Dati del compito –
++++++++++++++++++++

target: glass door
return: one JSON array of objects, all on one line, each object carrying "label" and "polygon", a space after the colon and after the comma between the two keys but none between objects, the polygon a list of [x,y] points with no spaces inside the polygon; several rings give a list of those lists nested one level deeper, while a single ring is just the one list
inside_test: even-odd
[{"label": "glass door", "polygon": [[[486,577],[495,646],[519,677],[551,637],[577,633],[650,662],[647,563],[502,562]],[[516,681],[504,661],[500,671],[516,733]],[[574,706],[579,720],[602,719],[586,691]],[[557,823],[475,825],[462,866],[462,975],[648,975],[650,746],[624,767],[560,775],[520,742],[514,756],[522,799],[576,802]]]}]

++++++++++++++++++++

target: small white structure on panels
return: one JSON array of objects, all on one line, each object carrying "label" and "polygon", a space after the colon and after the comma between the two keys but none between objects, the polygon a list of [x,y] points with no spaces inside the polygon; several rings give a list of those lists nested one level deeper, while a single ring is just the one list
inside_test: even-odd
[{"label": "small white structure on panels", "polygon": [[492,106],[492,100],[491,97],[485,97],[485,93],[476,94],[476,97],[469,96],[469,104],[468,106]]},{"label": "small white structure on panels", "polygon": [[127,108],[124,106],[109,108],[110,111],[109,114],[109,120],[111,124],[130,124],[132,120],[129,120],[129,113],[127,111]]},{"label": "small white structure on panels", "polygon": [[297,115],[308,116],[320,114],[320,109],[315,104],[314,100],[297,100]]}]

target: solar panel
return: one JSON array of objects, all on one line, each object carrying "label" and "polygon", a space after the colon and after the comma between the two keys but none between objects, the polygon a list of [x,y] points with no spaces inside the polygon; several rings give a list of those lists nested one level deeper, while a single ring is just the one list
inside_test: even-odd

++++++++++++++++++++

Sfida –
Quali righe dei dati contengono la parola "target"? Elencale tutte, tenendo conto di maiuscole e minuscole.

Risposta finale –
target: glass door
target: small white structure on panels
target: solar panel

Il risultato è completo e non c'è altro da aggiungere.